THE PROBLEM: Resume the excerpt on ADSL's remote infrastructure management business, carrying on right after its final sentence.

EXCERPT TO READ:
● ● ● ● ●
Well poised to capture increasing penetration of RIMS
Over the years, ADSL has built strong domain expertise in the remote infrastructure
management services (RIMS) space in both the domestic and the overseas market
(through En Pointe Global Services). The RIMS market is poised to grow at 30%
compounded annual growth rate (CAGR) over 2008-13 to reach Rs133,400 crore in
2013. Currently, only 7% of the total RIMS opportunity of Rs480,000 crore is being
addressed, which leaves huge room for further growth. As per industry reports,
ADSL—with its impressive delivery mechanism (NOC), direct presence in 132
locations in India and 27 in the USA (through En Pointe Global Services) coupled
with strong strategic alliances with the likes of Lenovo, Intel, LANDesk and PRESIDIO
helps ADSL to garner incremental spending in the RIMS space.

Key drivers of growth in RIMS space
About 89% cost saving by offshoring services to low-cost destinations like India
Regulatory compliance of acts like PCI, SOX, HIPAA and BASEL-II will be the key
drivers of growth in Security Operation India Center (SOC)
Europe, Japan and the Middle East are opening up in terms of spending in the
RIMS space, which will increase the addressable market opportunity
Total addressable market estimated at $80-150 billion globally, 70-75% of
infrastructure management roles can be offshored
India is well positioned to capture $26-28 billion of the global opportunity by
2013—that is over 30% CAGR


Strategic alliances helping in building global footprints
ADSL has entered into some key strategic alliances in the
last few years with the likes of Lenovo, Intel, LANDesk
and PRESIDIO to build formidable footprints in the
overseas markets. As per the management’s indication,
these strategic alliances have started witnessing traction
with the build-up of some strong deal pipelines. With
LANDesk ADSL has launched services in the US, European
and Asia-Pacific markets. On the other hand, ADSL has
partnered with Intel for strengthening its RIMS offerings
by using Intel’s vPro and AMT technologies in the RIMS
space. In case of Lenovo alliances, there has been a delay
in the ramp-up due to late migration of Windows 7.
● ● ● ● ●
LISTED ENTRIES:
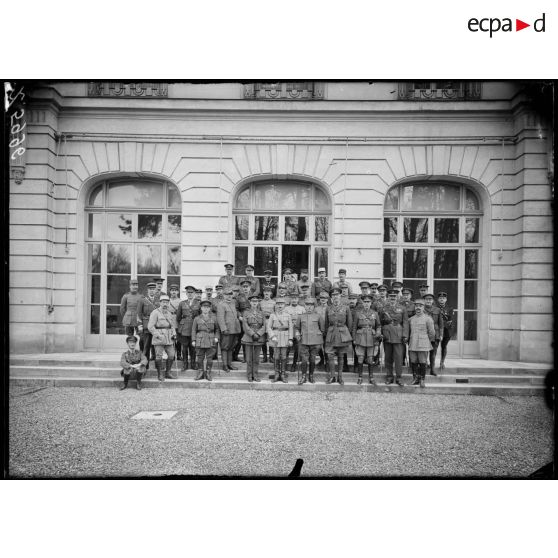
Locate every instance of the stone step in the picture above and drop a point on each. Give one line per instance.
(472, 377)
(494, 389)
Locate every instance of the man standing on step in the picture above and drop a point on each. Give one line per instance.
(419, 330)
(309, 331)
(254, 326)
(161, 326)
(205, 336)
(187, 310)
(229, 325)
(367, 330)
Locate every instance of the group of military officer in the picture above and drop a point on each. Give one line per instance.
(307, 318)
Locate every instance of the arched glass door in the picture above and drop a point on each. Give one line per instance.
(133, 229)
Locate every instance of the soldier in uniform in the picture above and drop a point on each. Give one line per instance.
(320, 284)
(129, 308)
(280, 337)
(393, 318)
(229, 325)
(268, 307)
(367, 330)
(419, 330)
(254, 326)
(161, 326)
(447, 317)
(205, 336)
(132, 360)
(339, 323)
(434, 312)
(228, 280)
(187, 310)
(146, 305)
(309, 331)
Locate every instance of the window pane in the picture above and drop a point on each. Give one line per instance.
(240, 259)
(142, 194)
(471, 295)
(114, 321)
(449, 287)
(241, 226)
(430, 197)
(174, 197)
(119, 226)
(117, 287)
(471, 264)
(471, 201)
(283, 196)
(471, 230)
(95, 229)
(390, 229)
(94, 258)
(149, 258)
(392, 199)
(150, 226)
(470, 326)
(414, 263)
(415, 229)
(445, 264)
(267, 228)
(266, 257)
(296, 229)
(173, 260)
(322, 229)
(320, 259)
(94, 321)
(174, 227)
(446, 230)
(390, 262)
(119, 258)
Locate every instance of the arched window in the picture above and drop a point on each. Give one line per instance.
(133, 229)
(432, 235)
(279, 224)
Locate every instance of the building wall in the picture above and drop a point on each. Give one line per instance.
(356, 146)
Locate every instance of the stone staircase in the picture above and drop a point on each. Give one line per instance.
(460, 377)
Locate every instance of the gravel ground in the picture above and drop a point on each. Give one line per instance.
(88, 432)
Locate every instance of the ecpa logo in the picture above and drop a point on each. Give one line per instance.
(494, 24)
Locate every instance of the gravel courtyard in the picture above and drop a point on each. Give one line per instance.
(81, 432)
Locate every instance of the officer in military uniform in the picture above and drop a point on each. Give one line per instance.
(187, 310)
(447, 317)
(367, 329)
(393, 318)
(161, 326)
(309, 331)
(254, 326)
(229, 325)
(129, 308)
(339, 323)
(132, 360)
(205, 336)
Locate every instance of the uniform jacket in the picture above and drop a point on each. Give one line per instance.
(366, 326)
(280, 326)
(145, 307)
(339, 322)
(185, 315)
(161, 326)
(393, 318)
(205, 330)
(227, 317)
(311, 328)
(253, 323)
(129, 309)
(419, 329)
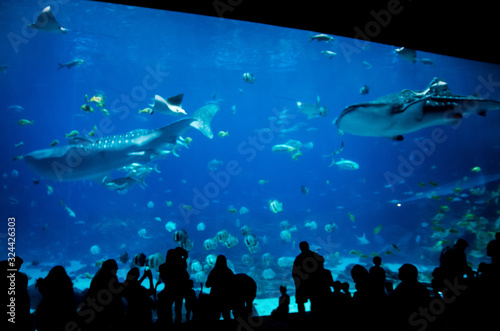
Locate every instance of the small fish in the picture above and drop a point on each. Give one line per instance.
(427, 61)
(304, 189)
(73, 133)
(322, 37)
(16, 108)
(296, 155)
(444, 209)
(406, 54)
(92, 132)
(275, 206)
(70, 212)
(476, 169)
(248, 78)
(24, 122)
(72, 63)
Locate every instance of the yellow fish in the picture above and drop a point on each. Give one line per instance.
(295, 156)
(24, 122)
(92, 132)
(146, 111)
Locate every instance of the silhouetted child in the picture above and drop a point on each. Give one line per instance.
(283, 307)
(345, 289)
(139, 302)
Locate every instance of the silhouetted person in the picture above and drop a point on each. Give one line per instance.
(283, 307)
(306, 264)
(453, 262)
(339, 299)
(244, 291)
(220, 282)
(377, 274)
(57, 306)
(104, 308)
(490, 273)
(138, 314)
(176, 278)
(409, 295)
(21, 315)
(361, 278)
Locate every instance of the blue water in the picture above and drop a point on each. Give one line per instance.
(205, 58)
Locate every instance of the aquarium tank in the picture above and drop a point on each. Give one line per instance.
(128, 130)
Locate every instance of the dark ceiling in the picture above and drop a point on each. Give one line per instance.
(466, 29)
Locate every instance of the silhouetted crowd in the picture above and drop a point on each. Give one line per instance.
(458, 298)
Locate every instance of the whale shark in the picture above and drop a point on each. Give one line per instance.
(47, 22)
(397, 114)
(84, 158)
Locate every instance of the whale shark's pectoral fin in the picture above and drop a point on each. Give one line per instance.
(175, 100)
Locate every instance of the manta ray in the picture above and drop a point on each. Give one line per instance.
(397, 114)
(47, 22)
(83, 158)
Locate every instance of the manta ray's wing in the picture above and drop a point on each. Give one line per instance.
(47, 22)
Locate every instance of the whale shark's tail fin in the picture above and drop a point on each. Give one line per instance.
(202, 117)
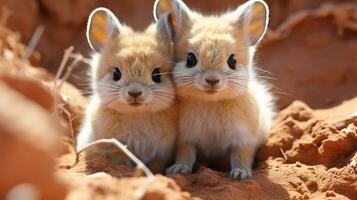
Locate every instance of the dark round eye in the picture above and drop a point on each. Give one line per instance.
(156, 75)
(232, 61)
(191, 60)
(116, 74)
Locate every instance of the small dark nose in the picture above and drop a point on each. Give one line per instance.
● ● ● ● ●
REPLY TO THE TASK:
Nevertheless, it has now been normalized and the
management has hinted at the closure of a few deal
proposals in this year.
Betting big on Cloud Computing, though still at nascent
stage
Cloud Computing has become the buzzword in the IT space
and industry reports suggest the growth in Cloud
Computing would exceed the growth in the traditional IT
service offerings in the coming years. As per Gartner
estimate, addressable revenue for Cloud Computing space
will be around $149 billion by 2014. ADSL’s management
has strongly emphasized the company’s Cloud offering
and with two successful implementations in the US regions
already, the management is quite confident of making
further inroad in this space.
Other offerings: Systems in place, meaningful rampup
still to happen
VDI: As per Gartner estimate, the virtual desktop
interface (VDI) market is expected to reach $65 billion
by 2013. Enterprises will spend over $90 billion on
desktops as a service (Daas) over the next five years.
ADSL has already done some implementations in the
US regions.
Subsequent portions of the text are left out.